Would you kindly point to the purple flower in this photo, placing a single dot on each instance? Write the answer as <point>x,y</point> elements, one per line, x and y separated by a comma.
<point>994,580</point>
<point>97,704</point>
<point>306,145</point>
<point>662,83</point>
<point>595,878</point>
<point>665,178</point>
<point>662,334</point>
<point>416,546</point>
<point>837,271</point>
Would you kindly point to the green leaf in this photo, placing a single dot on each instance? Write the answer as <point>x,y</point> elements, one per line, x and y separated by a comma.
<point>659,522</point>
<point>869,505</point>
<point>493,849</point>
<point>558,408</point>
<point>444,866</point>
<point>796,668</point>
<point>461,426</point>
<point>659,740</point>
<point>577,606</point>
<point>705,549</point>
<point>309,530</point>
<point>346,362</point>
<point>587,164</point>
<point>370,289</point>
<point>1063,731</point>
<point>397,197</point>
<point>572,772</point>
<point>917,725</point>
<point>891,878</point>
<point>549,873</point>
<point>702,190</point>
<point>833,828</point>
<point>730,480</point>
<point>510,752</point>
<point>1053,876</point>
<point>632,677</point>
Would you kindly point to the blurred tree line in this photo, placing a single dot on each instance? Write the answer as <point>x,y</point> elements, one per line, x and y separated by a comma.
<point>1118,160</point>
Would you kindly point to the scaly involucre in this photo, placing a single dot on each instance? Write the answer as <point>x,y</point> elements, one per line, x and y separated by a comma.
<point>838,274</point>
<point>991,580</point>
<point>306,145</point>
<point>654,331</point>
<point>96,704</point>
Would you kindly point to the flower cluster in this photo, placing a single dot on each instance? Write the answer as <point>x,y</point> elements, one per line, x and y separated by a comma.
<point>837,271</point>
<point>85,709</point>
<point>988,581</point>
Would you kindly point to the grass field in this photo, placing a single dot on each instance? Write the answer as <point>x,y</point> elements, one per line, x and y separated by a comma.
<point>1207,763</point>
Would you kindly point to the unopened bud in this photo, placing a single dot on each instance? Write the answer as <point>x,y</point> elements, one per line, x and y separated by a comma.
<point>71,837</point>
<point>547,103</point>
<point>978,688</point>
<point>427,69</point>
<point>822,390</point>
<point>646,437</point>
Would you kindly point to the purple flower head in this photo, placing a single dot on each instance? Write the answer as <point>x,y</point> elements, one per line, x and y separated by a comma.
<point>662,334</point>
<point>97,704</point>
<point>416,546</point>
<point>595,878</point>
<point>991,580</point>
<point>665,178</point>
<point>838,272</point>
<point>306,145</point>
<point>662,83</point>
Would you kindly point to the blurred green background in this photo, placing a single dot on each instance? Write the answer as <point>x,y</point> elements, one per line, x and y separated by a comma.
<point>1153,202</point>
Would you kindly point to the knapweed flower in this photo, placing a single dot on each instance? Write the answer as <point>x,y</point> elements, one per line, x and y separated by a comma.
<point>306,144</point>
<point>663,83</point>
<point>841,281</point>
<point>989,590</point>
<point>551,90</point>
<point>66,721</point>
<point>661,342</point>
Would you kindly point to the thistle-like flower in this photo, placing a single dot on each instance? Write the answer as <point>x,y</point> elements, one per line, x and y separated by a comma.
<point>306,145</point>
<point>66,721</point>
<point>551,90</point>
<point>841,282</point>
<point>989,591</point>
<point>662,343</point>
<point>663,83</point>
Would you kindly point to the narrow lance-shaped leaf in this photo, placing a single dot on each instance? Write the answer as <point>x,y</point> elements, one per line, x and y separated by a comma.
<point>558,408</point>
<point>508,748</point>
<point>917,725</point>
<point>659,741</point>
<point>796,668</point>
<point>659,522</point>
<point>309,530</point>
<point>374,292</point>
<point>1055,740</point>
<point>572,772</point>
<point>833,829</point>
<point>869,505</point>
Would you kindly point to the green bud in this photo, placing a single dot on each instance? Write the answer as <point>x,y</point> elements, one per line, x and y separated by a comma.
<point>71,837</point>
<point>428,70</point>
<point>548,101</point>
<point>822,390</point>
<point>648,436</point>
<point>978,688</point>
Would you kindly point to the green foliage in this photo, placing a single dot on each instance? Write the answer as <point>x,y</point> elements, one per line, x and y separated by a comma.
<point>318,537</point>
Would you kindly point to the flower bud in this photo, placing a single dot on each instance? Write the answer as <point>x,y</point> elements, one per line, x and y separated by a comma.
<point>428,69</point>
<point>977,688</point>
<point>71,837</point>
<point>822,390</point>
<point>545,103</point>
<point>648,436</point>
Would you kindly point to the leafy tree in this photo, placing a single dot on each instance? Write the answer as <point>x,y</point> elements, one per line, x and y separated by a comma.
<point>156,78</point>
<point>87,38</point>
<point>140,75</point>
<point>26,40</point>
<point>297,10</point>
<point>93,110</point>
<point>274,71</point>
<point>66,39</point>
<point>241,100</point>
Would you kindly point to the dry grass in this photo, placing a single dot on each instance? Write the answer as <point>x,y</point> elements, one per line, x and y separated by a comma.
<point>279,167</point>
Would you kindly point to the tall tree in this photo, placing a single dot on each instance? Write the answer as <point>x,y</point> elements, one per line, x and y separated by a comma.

What is required: Resize the material from the line containing "Would you kindly point to the grass" through the line containing "<point>1207,763</point>", both lines included, by reproducing each line in full and multiplying every numeric coordinate by 2.2, rounded to the nearest whole number with halves rounded up. Return only those lines.

Response below:
Would you kindly point to the grass field in this photo, placing a single dot on each instance? Write the answer as <point>x,y</point> elements, one per line, x and y separated by a comma.
<point>2655,1679</point>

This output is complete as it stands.